> **TASK INPUT**
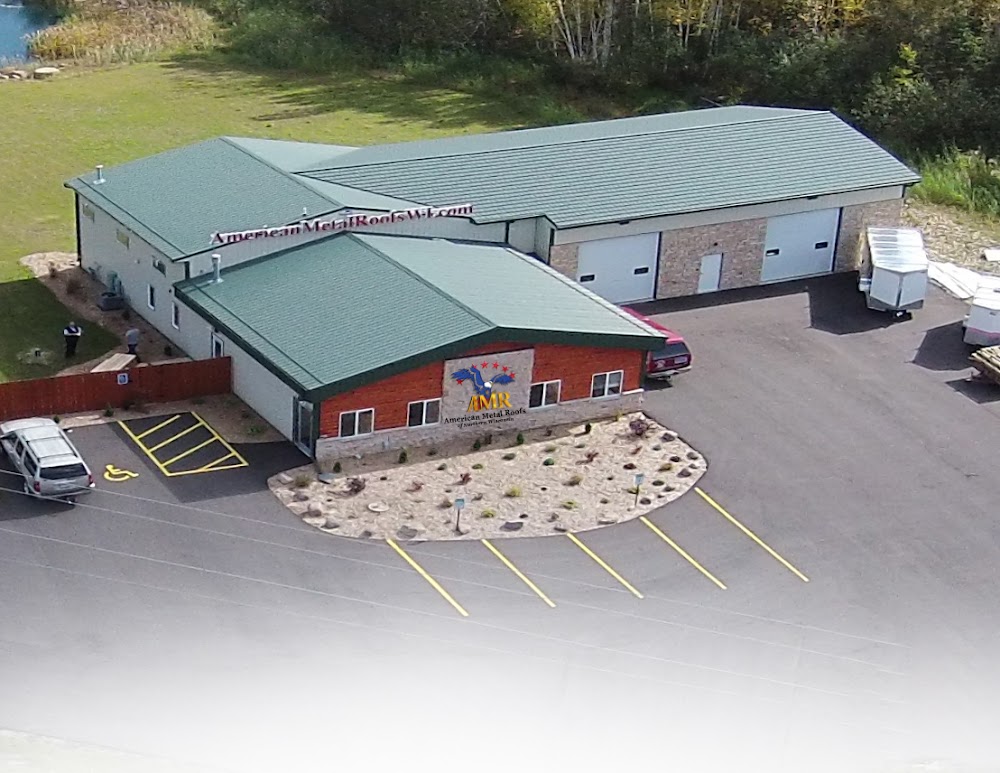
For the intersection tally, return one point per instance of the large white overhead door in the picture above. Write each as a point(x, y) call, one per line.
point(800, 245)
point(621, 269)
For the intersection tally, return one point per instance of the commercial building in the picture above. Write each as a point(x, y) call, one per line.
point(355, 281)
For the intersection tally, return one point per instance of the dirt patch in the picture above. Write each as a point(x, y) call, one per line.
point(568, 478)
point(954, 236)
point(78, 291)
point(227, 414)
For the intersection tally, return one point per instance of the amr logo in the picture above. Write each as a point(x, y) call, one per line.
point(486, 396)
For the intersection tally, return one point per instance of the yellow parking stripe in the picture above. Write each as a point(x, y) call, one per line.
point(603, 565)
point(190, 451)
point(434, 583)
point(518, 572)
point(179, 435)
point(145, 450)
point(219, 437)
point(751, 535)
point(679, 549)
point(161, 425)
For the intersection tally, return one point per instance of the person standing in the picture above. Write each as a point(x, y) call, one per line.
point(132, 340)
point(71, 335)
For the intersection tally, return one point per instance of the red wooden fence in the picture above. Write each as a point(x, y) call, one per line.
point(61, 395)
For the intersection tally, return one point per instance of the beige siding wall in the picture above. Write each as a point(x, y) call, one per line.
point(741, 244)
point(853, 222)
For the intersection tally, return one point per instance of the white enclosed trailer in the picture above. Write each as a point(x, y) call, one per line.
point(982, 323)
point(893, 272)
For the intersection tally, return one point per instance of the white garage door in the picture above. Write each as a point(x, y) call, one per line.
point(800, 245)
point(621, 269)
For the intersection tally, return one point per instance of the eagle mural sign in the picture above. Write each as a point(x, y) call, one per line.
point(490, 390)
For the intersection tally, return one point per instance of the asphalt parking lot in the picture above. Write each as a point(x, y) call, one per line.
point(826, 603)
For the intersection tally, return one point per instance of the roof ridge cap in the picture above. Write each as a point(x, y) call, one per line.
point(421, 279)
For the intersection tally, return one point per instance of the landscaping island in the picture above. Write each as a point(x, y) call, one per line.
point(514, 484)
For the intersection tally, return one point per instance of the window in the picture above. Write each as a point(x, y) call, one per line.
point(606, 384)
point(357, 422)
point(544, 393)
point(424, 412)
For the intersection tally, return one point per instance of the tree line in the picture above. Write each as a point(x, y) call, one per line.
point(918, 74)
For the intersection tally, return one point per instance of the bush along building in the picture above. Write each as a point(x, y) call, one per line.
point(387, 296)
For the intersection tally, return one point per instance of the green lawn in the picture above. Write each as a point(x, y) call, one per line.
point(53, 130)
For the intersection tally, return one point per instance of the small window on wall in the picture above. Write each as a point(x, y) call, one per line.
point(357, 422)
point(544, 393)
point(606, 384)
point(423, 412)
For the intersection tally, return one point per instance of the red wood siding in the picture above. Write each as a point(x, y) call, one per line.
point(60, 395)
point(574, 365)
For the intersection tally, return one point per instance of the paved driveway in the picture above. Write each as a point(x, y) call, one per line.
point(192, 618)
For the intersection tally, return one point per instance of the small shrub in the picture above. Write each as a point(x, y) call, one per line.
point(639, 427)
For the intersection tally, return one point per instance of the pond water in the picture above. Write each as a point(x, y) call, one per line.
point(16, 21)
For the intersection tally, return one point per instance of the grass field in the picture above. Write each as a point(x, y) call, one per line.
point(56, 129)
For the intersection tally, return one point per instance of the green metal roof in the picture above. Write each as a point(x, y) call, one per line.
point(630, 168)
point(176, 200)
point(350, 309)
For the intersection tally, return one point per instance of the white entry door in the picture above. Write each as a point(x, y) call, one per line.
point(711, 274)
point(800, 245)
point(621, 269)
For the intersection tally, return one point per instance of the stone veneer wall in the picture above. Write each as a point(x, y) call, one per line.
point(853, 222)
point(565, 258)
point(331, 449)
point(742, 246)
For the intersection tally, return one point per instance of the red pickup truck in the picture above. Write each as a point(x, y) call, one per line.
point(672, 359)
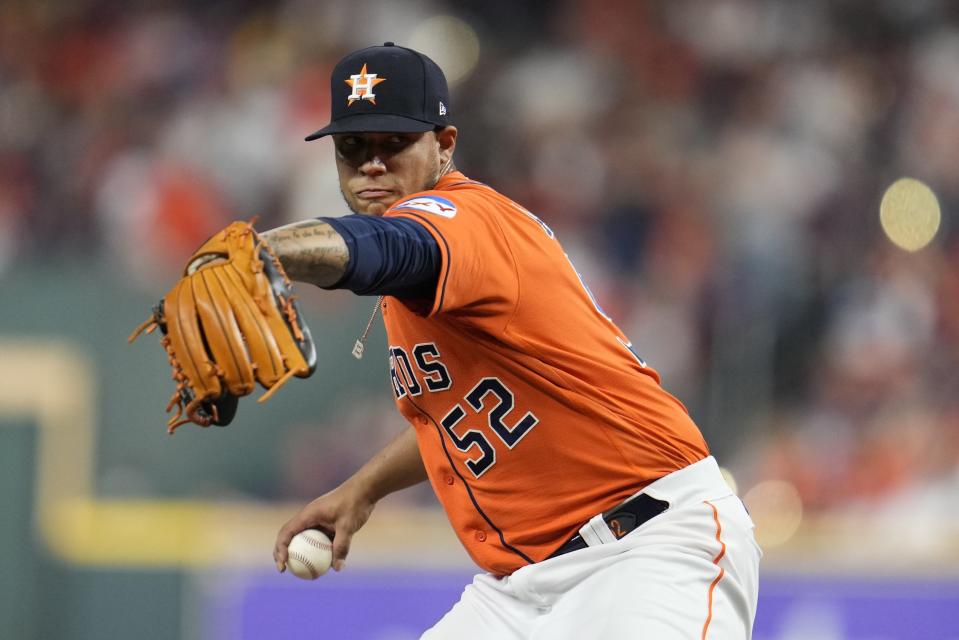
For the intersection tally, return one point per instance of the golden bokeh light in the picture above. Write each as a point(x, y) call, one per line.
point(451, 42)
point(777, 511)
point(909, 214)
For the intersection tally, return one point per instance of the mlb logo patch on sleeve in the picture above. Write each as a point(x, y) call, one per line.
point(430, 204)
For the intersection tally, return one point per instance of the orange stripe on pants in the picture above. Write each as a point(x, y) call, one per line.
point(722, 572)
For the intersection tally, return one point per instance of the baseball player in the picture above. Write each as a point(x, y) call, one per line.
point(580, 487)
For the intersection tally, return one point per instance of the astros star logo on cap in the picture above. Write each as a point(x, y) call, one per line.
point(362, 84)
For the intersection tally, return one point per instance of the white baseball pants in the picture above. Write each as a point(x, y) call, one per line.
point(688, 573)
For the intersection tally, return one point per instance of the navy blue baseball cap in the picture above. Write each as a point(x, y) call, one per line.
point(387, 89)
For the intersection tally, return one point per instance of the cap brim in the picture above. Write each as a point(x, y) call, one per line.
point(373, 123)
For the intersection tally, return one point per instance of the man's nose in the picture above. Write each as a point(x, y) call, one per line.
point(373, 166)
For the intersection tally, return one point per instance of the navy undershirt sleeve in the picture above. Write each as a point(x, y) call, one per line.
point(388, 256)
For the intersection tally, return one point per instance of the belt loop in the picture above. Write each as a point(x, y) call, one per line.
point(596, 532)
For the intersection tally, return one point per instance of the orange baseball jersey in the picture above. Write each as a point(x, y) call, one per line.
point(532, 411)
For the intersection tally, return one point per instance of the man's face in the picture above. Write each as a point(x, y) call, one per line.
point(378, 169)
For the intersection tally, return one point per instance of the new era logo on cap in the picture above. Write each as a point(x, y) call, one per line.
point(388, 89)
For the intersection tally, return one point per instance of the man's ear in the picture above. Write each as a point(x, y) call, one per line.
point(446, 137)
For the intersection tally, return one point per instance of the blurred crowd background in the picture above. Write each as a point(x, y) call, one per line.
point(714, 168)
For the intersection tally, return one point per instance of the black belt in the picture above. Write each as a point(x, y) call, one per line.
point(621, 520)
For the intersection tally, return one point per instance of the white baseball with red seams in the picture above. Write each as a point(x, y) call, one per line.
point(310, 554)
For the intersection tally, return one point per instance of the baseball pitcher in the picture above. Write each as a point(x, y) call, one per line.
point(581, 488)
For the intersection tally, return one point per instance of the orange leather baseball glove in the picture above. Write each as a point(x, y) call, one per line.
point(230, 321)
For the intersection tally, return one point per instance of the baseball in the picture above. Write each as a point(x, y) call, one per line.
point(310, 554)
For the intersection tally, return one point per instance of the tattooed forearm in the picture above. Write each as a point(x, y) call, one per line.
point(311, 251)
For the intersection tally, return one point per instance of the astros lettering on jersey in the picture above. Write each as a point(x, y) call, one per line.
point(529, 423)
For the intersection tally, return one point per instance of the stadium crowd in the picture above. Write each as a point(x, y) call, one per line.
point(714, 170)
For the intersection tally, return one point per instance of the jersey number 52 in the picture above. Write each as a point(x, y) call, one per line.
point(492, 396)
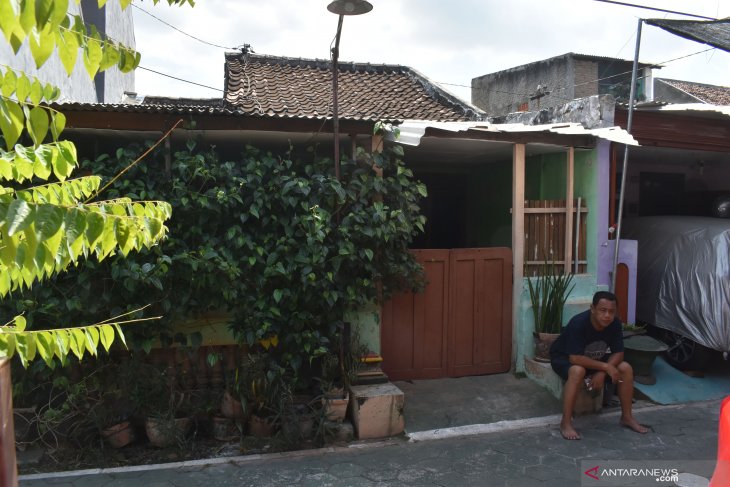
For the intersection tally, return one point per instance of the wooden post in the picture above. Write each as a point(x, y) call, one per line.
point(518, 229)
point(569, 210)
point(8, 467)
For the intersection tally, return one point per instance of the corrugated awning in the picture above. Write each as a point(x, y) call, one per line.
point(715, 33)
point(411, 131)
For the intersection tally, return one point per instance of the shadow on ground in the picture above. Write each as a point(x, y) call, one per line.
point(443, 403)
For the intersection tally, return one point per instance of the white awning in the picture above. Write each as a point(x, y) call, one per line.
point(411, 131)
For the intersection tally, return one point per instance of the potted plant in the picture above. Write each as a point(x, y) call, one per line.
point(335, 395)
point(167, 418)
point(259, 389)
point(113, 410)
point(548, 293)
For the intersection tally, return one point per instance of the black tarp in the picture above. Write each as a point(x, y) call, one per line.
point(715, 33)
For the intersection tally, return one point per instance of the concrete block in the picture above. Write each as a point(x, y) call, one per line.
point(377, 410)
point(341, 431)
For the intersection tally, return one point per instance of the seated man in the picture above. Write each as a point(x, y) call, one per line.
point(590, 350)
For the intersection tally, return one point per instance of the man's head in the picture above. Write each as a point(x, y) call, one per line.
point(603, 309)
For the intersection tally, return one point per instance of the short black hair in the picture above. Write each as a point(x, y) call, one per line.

> **EXERCISE BRIEF**
Please turn the records above into a two-column CSV with the columns request and points, one row per request. Put its text in one quoted field and its answer in the other, with line breaks changed to spaces. Begin at the line that has "the mlb logo" and stop after the line that has "point(362, 84)".

> **FULL RESPONSE**
request,points
"For the intersection tally, return one point per instance of the mlb logo patch on sleeve in the picture above. Write each as a point(x, y) call, one per line.","point(430, 204)"
"For the intersection tally, return one point per instance of the orange stripe on pants in the picture above. Write each as a point(x, y) call, one per line.","point(722, 572)"
"For the intersection tally, return one point per instance of the baseball player in the picture above. Write each as a point(x, y) call, one per line.","point(580, 487)"
"For the intersection tally, return one point per instance of the astros star logo on cap in the picture above. Write each as a point(x, y) call, one per line.","point(362, 84)"